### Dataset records
* begin *

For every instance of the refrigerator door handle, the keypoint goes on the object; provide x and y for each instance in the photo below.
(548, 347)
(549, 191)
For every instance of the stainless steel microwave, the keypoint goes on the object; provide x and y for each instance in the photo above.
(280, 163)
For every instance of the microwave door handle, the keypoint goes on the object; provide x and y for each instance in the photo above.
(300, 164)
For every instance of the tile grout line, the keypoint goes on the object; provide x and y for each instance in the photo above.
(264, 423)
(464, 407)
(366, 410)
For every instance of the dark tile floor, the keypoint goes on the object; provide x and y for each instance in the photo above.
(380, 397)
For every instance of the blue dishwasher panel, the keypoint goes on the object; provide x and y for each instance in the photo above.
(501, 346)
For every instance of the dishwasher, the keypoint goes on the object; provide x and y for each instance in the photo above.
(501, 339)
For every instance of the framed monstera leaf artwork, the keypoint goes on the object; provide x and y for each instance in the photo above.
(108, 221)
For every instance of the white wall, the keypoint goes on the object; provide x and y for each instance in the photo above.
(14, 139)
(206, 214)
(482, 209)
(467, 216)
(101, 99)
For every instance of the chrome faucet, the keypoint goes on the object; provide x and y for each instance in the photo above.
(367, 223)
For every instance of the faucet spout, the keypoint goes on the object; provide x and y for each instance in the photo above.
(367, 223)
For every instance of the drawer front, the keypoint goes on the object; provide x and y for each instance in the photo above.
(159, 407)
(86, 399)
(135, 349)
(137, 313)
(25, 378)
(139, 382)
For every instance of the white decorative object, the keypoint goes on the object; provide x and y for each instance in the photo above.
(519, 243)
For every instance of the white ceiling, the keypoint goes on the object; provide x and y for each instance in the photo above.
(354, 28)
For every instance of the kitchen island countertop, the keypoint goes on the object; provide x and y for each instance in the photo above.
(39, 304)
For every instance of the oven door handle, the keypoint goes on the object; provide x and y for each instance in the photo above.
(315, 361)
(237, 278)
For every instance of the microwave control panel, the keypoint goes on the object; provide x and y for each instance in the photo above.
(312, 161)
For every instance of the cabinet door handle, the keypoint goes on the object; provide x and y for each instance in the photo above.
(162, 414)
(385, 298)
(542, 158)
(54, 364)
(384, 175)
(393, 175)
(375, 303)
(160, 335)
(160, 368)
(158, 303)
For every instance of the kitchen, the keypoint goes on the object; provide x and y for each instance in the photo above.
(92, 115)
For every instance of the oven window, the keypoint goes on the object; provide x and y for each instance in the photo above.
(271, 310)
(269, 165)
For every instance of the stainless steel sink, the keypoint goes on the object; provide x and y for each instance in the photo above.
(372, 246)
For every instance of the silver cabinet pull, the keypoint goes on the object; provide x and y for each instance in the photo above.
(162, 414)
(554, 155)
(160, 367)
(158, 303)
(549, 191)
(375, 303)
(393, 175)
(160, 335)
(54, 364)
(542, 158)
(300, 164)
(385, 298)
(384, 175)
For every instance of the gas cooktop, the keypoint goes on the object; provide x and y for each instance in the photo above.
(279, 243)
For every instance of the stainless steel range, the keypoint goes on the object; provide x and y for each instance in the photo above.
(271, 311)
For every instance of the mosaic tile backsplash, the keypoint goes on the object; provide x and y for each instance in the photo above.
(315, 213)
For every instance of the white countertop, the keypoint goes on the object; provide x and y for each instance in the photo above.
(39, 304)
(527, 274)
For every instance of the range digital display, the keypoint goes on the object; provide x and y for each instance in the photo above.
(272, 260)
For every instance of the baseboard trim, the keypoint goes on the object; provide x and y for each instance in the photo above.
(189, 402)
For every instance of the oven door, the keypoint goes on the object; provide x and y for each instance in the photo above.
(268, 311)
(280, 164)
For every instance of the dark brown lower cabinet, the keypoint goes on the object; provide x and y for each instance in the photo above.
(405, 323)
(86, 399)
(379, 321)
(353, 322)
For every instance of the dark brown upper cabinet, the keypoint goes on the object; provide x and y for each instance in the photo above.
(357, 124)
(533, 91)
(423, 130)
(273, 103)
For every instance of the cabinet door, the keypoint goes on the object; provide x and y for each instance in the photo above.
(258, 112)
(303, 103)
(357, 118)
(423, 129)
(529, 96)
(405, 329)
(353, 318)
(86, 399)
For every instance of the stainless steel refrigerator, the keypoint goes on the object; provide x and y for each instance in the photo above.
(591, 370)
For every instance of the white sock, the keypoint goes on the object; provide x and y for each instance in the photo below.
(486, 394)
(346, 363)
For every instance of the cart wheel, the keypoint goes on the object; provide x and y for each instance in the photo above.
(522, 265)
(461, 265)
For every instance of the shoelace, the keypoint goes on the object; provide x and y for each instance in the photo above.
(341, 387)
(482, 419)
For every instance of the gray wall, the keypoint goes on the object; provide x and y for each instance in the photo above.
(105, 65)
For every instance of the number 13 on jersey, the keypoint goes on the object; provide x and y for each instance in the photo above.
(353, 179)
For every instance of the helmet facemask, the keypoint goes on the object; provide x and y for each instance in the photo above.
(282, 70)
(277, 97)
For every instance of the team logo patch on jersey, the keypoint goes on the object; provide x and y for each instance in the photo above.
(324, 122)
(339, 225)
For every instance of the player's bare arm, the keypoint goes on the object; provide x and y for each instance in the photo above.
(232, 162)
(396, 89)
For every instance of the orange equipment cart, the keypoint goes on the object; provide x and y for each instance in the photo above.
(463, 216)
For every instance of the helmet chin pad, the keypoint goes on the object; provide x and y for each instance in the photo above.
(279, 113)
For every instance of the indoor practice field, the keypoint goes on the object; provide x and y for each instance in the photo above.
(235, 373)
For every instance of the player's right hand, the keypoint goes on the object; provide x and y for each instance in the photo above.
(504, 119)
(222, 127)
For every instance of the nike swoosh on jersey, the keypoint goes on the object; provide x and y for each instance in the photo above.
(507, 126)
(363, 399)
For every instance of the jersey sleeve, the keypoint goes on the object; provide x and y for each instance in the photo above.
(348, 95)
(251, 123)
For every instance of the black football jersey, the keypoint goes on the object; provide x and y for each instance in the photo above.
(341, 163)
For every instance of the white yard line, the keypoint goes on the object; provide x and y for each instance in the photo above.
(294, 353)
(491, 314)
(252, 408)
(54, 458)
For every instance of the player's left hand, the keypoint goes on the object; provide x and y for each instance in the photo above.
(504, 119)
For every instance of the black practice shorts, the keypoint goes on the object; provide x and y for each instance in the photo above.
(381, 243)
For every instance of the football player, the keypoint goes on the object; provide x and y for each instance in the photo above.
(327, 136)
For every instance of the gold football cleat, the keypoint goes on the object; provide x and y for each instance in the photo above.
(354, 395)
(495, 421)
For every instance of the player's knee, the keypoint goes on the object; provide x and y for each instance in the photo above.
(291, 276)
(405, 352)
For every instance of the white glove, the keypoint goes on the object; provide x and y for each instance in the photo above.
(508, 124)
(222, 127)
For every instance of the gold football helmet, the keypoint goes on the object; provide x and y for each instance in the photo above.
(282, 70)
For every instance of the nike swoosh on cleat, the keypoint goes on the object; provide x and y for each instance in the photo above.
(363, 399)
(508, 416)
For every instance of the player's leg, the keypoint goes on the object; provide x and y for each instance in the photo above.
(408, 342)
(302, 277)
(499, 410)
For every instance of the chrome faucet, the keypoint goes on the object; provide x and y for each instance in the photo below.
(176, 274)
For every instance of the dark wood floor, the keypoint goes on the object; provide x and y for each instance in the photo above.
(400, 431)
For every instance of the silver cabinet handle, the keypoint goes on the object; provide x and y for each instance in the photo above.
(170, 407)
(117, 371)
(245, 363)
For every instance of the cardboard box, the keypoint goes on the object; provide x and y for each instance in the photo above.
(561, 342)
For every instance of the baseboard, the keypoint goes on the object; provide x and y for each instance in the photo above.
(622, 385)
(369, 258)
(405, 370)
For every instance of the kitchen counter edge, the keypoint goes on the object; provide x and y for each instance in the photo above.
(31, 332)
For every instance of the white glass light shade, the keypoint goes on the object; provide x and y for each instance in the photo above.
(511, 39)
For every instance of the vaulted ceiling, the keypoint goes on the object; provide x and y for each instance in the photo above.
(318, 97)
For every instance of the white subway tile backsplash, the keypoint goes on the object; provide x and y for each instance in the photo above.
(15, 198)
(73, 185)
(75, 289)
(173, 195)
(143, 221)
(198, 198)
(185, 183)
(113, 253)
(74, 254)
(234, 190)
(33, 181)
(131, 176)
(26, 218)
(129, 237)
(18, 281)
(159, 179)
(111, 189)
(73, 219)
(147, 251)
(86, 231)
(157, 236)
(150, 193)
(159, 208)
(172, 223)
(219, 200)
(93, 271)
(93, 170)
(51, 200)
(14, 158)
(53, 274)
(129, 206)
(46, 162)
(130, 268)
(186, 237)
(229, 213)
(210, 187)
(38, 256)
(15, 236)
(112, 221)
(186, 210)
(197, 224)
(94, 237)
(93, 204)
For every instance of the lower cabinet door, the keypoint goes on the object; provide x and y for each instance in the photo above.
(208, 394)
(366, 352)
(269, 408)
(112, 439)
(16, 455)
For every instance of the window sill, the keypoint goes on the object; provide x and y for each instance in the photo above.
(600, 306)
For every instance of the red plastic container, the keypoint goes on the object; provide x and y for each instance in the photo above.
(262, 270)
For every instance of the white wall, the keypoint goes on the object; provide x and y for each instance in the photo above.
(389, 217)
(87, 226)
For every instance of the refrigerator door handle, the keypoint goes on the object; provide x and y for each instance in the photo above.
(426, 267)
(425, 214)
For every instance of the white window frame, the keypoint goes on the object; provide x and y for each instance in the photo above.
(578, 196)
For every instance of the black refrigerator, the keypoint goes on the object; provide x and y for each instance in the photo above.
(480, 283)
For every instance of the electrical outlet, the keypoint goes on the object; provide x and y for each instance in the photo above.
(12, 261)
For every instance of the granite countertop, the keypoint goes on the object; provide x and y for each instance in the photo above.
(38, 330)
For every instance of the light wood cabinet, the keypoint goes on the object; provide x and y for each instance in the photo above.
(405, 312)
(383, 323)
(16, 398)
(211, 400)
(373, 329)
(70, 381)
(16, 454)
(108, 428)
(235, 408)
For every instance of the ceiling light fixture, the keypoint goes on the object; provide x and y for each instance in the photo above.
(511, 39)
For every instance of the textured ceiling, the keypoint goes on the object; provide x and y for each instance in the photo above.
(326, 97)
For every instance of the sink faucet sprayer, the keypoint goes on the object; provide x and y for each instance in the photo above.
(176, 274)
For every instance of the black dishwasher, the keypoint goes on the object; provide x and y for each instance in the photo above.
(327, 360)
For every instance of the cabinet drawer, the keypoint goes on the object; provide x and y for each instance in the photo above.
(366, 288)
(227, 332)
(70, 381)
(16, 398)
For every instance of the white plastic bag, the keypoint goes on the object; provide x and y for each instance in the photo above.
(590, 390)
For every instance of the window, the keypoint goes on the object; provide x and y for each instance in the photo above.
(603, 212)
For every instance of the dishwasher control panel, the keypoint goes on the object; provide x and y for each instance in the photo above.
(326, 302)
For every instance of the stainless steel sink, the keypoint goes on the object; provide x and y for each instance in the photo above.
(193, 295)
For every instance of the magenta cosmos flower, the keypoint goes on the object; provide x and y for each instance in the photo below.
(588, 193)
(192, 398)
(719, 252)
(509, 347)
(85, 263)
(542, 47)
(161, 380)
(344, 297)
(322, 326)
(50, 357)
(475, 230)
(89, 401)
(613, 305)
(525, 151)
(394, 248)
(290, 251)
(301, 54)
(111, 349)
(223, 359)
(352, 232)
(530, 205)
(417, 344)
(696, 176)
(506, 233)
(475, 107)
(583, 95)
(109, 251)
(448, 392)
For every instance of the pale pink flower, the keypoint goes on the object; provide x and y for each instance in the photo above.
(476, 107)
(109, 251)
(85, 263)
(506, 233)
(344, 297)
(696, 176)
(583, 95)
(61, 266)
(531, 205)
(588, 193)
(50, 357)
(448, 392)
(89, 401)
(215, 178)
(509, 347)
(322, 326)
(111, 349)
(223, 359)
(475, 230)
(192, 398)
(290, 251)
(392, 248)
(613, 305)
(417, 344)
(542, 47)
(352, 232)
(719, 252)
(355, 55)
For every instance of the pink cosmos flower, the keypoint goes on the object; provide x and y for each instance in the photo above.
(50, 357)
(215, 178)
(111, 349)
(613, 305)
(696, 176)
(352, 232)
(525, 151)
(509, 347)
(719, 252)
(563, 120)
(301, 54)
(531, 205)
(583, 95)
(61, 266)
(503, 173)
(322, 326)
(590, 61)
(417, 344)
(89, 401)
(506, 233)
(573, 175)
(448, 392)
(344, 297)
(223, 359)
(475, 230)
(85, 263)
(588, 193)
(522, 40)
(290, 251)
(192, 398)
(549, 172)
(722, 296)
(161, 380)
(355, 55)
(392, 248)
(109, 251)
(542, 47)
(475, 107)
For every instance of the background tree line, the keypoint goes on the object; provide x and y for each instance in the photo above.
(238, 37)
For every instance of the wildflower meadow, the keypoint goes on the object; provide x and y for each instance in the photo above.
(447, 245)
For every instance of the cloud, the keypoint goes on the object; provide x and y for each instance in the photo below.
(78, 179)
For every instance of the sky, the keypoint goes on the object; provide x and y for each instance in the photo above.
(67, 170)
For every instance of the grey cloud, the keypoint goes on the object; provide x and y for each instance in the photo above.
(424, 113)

* end *

### GIVEN PROBLEM
Take the lines above from the one holding "For every instance of the wildflower" to the last and output them exactly.

### THE ANSWER
For every instance of the wildflower meadow, the keypoint goes on the object; provide x and y for each instance in the photo above.
(447, 245)
For every instance of the cloud, the keypoint goes on the object; provide x and y for each instance in the photo below.
(78, 179)
For every instance of the sky, the keypoint goes on the object; provide x and y for each instance in the photo above.
(67, 170)
For every instance of the grey cloud, the keypoint goes on the object; provide x and y for each instance in the photo above.
(424, 113)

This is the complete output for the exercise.